#### [COMPITO 1]
Indica se ciascuna affermazione concorda con il brano sullo spread italiano. Rispondi sì o no e cita testualmente le parole del brano che lo stabiliscono.
(a) Gli acquisti settimanali netti dell'Eurotower sono stati ridotti a 10 miliardi.
(b) Senza Pepp lo spread resterebbe vicino al livello attuale.
(c) Le mosse della Fed sono tra i fattori che generano pressioni di vendita.
#### [COMPITO 2]
Prosegui il brano sullo spread italiano a partire dalla sua ultima frase.

#### [BRANO DEL DOCUMENTO]
....

La barra azzurra in corrispondenza delle ultime settimane parla chiaro: il debito italiano è acquistato unicamente da Bankitalia si mandato Bce. Tradotto, senza Pepp lo spread sarebbe già oggi ampiamente in area di raddoppio del livello attuale. Forse, addirittura più in area 300 punti base che 250. E a confermare la dinamica sono gli scossoni degli ultimi giorni: l’alto tasso di redemptions che ha schiacciato a quota 10 miliardi netti gli acquisti settimanali dell’Eurotower non riesce più a operare un efficace off-setting sulle pressioni di vendita generate dalle mosse della Fed, il cosiddetto tantrum, dai timori di un rimbalzo macro non garantito da sottostanti in grado di renderlo sostenibile nel 2022 e soprattutto proprio dall’incertezza totale che ormai gravita attorno alle decisioni Bce sugli acquisti di debito post-pandemici.

....

Righe da un dataset
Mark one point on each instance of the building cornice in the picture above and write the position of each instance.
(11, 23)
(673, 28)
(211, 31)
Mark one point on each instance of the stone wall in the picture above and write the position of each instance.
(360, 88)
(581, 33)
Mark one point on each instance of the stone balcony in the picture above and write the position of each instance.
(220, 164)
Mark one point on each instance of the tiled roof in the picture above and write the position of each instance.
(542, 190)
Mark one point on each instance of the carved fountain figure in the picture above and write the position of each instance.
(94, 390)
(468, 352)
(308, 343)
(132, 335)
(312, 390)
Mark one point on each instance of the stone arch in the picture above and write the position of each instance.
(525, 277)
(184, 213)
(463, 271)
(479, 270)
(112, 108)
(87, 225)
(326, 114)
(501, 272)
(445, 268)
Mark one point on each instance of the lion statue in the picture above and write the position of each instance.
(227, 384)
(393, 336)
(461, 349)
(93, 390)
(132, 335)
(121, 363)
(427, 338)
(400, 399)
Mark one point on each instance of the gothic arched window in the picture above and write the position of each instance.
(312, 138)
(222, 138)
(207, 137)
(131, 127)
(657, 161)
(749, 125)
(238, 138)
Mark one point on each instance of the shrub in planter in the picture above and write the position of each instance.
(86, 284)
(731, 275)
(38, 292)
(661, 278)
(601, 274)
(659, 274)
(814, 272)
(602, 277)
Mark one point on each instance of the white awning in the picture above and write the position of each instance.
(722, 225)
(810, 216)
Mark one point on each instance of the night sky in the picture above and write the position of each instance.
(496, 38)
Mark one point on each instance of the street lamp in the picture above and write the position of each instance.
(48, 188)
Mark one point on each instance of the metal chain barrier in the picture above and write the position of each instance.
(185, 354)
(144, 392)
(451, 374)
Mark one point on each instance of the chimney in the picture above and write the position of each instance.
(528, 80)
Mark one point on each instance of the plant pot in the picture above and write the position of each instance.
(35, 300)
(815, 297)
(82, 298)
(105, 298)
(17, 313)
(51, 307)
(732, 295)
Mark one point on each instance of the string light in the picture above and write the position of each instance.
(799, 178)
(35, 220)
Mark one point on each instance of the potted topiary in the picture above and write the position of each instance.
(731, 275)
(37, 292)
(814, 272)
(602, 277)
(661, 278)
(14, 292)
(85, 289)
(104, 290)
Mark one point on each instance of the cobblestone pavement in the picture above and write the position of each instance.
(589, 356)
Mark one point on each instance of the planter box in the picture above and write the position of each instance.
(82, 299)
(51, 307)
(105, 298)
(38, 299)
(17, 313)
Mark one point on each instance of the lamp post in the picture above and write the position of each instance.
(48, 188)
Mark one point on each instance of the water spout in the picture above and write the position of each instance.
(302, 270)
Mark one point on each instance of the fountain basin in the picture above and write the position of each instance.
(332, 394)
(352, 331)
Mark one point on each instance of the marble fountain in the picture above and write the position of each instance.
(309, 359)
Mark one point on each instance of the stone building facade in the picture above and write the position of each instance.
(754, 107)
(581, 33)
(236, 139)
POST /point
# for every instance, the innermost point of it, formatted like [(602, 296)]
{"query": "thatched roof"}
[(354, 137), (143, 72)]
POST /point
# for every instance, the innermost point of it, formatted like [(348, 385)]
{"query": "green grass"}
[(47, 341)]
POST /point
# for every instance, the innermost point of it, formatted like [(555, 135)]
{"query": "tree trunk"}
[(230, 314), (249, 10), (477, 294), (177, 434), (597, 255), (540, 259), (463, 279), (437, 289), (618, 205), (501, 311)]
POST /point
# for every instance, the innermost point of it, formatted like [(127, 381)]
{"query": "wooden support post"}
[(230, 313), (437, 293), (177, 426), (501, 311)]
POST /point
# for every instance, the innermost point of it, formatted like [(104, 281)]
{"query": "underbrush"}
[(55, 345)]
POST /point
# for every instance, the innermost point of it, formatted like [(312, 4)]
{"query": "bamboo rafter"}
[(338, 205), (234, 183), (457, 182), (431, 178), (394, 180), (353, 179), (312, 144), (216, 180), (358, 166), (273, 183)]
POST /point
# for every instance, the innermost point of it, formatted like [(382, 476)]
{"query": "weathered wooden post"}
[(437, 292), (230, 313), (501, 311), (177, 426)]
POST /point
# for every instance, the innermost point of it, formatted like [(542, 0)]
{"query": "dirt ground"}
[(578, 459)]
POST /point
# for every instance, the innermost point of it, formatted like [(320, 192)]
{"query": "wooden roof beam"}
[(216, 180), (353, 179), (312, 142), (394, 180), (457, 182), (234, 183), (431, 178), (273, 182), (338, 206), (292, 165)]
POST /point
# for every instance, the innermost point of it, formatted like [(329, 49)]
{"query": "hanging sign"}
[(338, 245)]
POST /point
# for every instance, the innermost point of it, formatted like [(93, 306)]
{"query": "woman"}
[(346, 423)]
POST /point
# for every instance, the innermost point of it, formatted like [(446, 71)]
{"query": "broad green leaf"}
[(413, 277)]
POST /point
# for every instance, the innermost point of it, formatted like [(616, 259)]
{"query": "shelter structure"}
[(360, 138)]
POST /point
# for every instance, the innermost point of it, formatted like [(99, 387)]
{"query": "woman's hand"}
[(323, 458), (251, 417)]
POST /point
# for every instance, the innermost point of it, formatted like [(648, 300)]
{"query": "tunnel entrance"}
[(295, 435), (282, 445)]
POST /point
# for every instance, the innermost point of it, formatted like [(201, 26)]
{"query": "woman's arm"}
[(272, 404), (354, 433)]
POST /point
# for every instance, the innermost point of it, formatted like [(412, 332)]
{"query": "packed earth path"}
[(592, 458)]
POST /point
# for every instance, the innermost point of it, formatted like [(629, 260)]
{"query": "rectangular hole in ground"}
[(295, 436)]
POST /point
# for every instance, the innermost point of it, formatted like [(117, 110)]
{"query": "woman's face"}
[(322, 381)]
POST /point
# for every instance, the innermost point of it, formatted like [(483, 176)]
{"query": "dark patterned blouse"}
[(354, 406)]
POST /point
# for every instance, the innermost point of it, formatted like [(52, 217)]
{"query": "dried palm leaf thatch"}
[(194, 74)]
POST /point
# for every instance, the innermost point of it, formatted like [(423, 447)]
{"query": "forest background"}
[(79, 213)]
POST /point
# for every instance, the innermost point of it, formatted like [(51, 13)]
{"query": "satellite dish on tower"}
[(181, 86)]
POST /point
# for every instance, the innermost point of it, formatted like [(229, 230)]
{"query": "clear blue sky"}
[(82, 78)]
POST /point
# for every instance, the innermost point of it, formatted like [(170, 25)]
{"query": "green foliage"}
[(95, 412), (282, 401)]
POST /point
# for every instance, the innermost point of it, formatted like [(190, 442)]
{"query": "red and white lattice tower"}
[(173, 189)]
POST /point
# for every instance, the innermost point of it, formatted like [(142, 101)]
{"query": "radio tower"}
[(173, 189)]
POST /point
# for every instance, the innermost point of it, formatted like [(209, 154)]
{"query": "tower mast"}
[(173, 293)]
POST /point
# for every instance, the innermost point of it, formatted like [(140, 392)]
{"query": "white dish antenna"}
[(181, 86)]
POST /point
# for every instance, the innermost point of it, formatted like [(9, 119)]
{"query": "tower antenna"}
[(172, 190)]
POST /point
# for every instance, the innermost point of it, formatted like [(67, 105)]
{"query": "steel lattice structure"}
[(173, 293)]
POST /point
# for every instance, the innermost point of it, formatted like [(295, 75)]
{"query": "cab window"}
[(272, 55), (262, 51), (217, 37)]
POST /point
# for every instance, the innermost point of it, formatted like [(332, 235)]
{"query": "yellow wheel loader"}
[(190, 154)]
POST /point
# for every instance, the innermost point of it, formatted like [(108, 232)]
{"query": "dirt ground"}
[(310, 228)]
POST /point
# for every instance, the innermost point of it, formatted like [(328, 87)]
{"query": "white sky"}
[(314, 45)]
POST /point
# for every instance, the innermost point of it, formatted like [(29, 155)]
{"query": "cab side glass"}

....

#### [RISPOSTA 1]
(a) Sì: "l’alto tasso di redemptions che ha schiacciato a quota 10 miliardi netti gli acquisti settimanali dell’Eurotower".
(b) No: "senza Pepp lo spread sarebbe già oggi ampiamente in area di raddoppio del livello attuale".
(c) Sì: "pressioni di vendita generate dalle mosse della Fed".

#### [RISPOSTA 2]
Con ogni probabilità, stante la fiammata inflazionistica, la Bce giovedì non fornirà al mercato elementi chiari su controvalori e modalità di intervento sul mercato secondario dopo il 31 marzo 2022, quindi operando da ulteriore elemento di tensione sul nostro spread. Ovviamente, da qui al 22 dicembre - data in cui le facilities di acquisto Bce andranno in vacanza fino al 2 gennaio - Bankitalia comprerà tutto il possibile, come già fatto venerdì scorso, in modo da operare in modalità di deterrenza. Ma il problema strutturale resta. L’effetto calamita che tutti attribuivano a Mario Draghi nell’attrarre investimenti esteri appare totalmente assente.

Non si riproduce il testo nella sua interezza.